[Items from a data source]

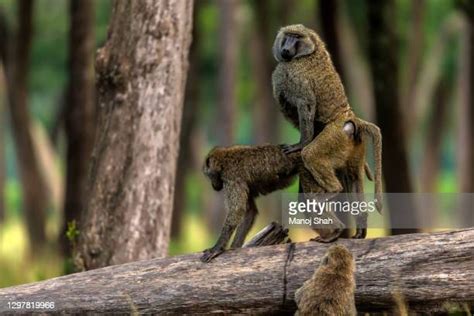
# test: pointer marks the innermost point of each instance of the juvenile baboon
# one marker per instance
(339, 153)
(244, 173)
(311, 96)
(330, 291)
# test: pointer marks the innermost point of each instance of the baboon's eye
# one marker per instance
(349, 128)
(325, 260)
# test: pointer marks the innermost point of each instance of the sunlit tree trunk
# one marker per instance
(467, 113)
(190, 111)
(383, 54)
(141, 76)
(432, 149)
(357, 79)
(414, 58)
(2, 141)
(35, 197)
(266, 115)
(80, 113)
(226, 95)
(328, 15)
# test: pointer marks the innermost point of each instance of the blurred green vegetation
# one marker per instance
(48, 79)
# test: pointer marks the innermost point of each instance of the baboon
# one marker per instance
(339, 153)
(244, 173)
(311, 96)
(330, 291)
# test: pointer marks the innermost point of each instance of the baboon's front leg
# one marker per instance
(236, 196)
(361, 219)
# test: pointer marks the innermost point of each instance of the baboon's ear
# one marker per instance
(216, 181)
(350, 129)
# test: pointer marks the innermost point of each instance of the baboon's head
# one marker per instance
(294, 41)
(339, 258)
(212, 169)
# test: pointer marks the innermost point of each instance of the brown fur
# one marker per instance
(312, 98)
(330, 291)
(244, 173)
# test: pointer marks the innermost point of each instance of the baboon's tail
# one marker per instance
(368, 172)
(373, 131)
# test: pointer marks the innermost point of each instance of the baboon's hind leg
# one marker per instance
(244, 227)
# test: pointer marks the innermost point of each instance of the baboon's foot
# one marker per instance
(211, 253)
(327, 237)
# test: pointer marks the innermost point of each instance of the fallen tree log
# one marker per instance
(427, 270)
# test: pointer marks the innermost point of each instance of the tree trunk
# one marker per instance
(432, 149)
(358, 82)
(3, 106)
(328, 14)
(188, 122)
(35, 197)
(80, 113)
(141, 74)
(228, 48)
(226, 105)
(3, 166)
(266, 115)
(383, 54)
(415, 52)
(263, 280)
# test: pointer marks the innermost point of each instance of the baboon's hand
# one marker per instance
(326, 237)
(288, 149)
(211, 253)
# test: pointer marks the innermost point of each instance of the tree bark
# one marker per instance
(328, 14)
(465, 150)
(141, 75)
(356, 69)
(3, 109)
(2, 141)
(35, 197)
(226, 96)
(432, 148)
(415, 52)
(228, 48)
(188, 122)
(266, 115)
(80, 113)
(383, 55)
(263, 280)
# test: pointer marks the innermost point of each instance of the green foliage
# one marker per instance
(72, 232)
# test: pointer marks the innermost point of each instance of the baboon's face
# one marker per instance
(338, 256)
(293, 41)
(212, 171)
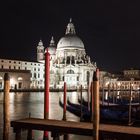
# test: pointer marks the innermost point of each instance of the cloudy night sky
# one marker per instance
(110, 30)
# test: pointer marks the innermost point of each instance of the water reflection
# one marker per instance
(21, 104)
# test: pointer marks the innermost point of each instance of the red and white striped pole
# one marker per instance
(46, 93)
(64, 100)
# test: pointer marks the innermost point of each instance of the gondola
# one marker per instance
(107, 113)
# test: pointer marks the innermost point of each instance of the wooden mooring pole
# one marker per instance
(46, 94)
(81, 104)
(6, 111)
(96, 105)
(64, 101)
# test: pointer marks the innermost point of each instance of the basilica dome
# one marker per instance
(52, 48)
(70, 40)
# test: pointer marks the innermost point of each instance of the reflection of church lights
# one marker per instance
(20, 78)
(12, 81)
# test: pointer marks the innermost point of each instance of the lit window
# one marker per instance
(20, 78)
(70, 72)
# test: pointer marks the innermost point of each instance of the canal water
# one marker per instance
(23, 103)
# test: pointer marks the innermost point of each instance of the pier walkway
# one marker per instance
(57, 127)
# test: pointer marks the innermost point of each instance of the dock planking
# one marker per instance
(71, 127)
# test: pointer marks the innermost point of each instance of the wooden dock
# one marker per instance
(57, 127)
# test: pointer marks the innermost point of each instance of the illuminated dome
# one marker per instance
(52, 48)
(70, 40)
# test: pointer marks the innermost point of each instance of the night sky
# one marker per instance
(109, 29)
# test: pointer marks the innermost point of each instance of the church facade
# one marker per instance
(68, 61)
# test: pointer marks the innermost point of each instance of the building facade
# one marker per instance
(68, 60)
(23, 74)
(68, 63)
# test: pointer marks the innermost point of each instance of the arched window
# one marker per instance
(70, 72)
(88, 75)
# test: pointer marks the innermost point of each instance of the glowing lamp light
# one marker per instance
(20, 78)
(119, 84)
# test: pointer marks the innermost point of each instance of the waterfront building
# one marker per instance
(23, 74)
(68, 63)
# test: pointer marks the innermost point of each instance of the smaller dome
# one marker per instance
(70, 40)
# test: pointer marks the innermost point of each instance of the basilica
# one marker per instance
(68, 60)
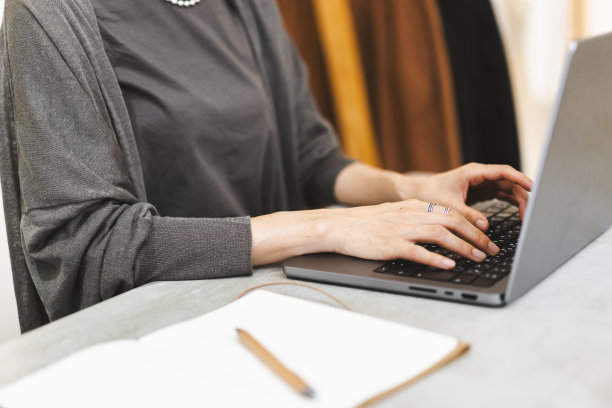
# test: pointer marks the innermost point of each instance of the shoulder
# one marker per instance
(50, 12)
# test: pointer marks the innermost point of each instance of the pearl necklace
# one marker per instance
(184, 3)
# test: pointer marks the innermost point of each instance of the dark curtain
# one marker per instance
(436, 75)
(409, 83)
(485, 106)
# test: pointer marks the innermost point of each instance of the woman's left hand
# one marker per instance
(468, 184)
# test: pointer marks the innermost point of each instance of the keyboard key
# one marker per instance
(483, 283)
(383, 268)
(464, 278)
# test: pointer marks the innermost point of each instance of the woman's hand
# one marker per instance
(468, 184)
(384, 231)
(392, 230)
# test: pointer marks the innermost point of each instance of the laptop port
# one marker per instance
(468, 296)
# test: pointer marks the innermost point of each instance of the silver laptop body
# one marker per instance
(568, 208)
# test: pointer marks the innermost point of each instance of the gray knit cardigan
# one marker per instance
(79, 226)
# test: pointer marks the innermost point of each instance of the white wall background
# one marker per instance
(536, 35)
(9, 325)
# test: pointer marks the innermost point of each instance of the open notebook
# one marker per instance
(348, 359)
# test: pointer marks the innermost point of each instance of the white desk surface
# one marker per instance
(550, 348)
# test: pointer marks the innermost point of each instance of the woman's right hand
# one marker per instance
(392, 230)
(381, 232)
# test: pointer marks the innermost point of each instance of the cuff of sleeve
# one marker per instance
(196, 248)
(319, 188)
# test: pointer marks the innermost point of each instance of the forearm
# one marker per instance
(282, 235)
(360, 184)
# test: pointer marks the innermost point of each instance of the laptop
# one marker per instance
(570, 205)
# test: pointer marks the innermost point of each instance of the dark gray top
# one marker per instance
(201, 116)
(79, 224)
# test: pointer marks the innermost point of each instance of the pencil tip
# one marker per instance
(308, 392)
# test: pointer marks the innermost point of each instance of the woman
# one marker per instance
(140, 138)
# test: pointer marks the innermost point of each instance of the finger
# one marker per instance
(522, 196)
(479, 173)
(463, 228)
(419, 254)
(440, 235)
(475, 217)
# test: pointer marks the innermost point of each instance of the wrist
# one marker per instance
(405, 187)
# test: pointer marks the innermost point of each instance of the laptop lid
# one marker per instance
(570, 203)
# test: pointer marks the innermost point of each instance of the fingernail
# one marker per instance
(448, 263)
(478, 253)
(481, 225)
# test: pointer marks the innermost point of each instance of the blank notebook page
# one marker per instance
(346, 357)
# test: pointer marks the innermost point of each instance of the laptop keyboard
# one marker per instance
(504, 229)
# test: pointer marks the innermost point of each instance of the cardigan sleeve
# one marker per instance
(85, 234)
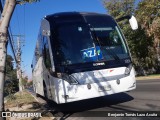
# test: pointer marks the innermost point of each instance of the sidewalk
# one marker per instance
(150, 77)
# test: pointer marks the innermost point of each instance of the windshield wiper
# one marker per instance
(113, 54)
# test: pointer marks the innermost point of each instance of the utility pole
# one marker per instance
(19, 43)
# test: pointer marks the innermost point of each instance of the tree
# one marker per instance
(148, 14)
(4, 23)
(141, 45)
(11, 81)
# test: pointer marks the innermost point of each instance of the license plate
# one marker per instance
(104, 88)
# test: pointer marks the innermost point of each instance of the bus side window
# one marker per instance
(46, 55)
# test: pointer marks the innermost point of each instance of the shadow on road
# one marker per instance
(66, 110)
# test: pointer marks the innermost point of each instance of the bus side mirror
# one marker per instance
(133, 23)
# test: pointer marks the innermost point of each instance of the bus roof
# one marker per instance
(72, 14)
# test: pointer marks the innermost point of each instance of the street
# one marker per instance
(146, 97)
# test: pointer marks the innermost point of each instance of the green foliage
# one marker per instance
(24, 81)
(143, 43)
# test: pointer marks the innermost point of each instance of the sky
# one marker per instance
(26, 21)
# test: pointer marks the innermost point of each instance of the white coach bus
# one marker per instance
(80, 56)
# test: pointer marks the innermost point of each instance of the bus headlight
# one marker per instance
(69, 78)
(128, 69)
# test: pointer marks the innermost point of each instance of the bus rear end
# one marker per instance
(91, 57)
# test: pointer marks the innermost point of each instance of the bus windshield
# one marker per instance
(88, 42)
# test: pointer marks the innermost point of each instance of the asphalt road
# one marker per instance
(146, 97)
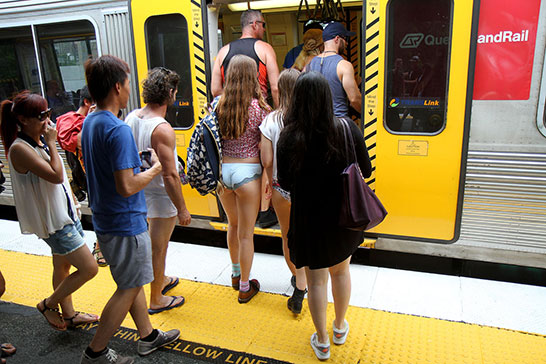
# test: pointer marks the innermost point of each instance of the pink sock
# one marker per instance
(244, 286)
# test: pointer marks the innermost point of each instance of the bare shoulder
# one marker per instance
(264, 48)
(222, 53)
(163, 131)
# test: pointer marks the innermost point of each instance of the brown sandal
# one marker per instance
(70, 320)
(56, 310)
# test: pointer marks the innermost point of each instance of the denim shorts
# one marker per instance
(66, 240)
(129, 258)
(160, 205)
(234, 175)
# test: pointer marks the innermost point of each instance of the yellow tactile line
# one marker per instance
(264, 327)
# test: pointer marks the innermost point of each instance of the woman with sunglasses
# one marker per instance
(44, 203)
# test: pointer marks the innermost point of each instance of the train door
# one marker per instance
(170, 34)
(417, 94)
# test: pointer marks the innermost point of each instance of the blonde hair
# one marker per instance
(240, 88)
(312, 40)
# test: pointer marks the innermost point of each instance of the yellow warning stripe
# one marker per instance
(199, 57)
(371, 78)
(264, 327)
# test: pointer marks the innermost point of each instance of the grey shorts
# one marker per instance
(129, 258)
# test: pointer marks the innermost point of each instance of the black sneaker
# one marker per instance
(164, 338)
(295, 302)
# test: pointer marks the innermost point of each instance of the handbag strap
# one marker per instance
(347, 135)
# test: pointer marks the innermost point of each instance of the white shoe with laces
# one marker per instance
(340, 336)
(110, 357)
(322, 351)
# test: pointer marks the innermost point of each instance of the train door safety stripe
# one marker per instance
(371, 72)
(352, 51)
(199, 57)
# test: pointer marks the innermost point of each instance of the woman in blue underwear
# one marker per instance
(240, 111)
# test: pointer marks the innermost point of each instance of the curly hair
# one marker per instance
(157, 87)
(312, 41)
(241, 87)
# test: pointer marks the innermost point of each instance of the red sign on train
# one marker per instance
(506, 48)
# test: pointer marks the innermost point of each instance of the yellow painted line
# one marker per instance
(268, 232)
(264, 327)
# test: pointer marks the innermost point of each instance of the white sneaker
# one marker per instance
(322, 351)
(340, 336)
(109, 357)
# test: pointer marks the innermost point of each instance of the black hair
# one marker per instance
(157, 87)
(103, 73)
(249, 16)
(85, 95)
(310, 118)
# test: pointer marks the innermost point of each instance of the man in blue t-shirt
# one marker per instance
(115, 184)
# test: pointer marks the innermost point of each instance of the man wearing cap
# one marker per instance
(338, 71)
(250, 44)
(295, 52)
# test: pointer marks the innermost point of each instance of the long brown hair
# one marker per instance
(241, 87)
(24, 104)
(312, 41)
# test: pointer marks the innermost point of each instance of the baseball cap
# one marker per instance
(334, 29)
(312, 24)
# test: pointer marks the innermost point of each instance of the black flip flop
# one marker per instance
(173, 283)
(7, 350)
(153, 311)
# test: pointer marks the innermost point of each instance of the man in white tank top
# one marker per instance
(164, 198)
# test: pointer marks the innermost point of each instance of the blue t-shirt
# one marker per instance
(292, 55)
(108, 146)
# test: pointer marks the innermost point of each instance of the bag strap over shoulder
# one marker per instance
(348, 135)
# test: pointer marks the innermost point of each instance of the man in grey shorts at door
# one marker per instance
(115, 186)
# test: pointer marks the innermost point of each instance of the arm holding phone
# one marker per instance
(128, 183)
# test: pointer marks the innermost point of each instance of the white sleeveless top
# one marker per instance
(142, 132)
(41, 205)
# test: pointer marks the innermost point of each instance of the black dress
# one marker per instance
(314, 238)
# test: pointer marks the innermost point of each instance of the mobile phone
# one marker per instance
(146, 159)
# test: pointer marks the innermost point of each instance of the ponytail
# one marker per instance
(8, 124)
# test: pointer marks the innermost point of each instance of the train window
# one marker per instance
(168, 46)
(417, 65)
(19, 69)
(64, 48)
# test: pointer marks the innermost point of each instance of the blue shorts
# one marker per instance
(66, 240)
(234, 175)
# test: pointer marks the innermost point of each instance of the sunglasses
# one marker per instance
(44, 114)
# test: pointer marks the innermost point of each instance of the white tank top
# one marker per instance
(41, 205)
(142, 132)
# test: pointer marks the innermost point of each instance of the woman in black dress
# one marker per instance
(311, 156)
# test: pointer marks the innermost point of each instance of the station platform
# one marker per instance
(395, 316)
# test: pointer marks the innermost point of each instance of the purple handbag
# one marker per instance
(360, 207)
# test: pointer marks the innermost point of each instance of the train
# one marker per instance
(453, 101)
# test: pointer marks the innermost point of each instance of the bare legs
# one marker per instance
(317, 280)
(65, 283)
(282, 209)
(130, 300)
(241, 207)
(160, 233)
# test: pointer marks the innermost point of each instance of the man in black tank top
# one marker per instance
(251, 45)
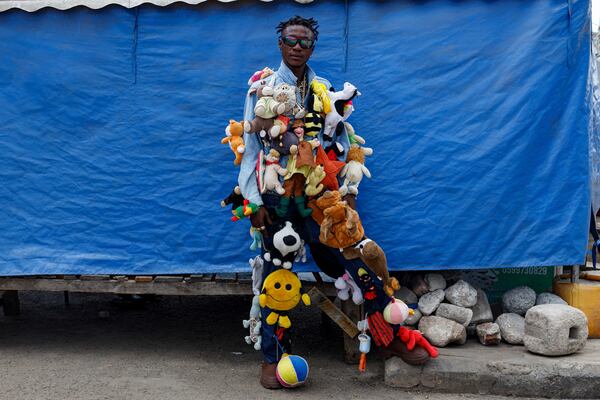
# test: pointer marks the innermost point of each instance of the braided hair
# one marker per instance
(310, 23)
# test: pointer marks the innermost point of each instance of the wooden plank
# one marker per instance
(226, 277)
(168, 278)
(245, 277)
(182, 288)
(319, 299)
(94, 277)
(351, 353)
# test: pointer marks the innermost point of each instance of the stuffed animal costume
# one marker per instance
(234, 138)
(340, 224)
(300, 164)
(374, 257)
(235, 198)
(313, 181)
(345, 286)
(317, 102)
(353, 170)
(340, 110)
(272, 172)
(253, 324)
(355, 139)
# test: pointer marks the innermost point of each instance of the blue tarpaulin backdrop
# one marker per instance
(111, 120)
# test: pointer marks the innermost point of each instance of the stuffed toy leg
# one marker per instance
(414, 338)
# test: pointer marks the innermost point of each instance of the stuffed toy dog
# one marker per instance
(354, 170)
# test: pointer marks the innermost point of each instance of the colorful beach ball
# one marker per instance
(396, 312)
(291, 371)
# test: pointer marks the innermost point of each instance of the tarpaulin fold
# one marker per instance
(479, 114)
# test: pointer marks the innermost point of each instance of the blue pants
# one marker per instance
(329, 260)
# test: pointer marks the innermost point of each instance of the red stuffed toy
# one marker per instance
(414, 337)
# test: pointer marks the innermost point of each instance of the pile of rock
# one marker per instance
(446, 315)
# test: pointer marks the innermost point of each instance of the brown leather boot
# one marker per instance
(268, 380)
(418, 356)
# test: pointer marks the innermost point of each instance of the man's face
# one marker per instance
(295, 56)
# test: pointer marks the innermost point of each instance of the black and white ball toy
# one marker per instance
(283, 245)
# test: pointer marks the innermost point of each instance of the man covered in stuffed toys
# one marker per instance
(313, 142)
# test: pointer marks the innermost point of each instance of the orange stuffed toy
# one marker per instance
(340, 226)
(235, 133)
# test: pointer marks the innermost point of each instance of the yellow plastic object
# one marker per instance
(584, 295)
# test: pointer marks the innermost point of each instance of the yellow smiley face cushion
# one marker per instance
(281, 291)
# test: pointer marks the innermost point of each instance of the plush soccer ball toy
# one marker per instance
(291, 371)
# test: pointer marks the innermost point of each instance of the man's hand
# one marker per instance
(261, 219)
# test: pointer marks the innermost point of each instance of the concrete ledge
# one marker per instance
(502, 370)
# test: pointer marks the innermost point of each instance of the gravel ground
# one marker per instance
(169, 348)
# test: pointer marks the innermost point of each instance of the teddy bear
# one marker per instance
(374, 257)
(313, 181)
(260, 75)
(260, 124)
(341, 226)
(272, 172)
(234, 138)
(253, 324)
(327, 199)
(283, 245)
(355, 139)
(341, 108)
(299, 166)
(353, 170)
(346, 285)
(258, 265)
(235, 198)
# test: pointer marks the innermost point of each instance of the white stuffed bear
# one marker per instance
(253, 324)
(278, 100)
(272, 172)
(258, 265)
(354, 170)
(345, 284)
(338, 102)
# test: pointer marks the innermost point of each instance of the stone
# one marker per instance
(489, 333)
(441, 331)
(512, 327)
(549, 298)
(406, 295)
(435, 282)
(418, 285)
(413, 319)
(518, 300)
(482, 312)
(555, 330)
(455, 313)
(462, 294)
(429, 302)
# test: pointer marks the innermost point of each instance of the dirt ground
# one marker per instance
(100, 347)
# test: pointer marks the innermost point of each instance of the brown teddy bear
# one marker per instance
(340, 224)
(374, 257)
(234, 138)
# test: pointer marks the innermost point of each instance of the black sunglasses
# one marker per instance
(292, 41)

## Objective
Reproduce exactly the line that holds "the dirt ground", then every line after it, ending with the final line of the records above.

## Answer
# test: pointer marks the innermost point of each instance of the dirt ground
# one marker per instance
(100, 347)
# test: pointer marks the innermost point of each instance of the brown teddy bear
# one marker per instance
(340, 224)
(374, 257)
(234, 138)
# test: pointer marks the innermost point of each instance of the black sunglasses
# one marker per instance
(292, 41)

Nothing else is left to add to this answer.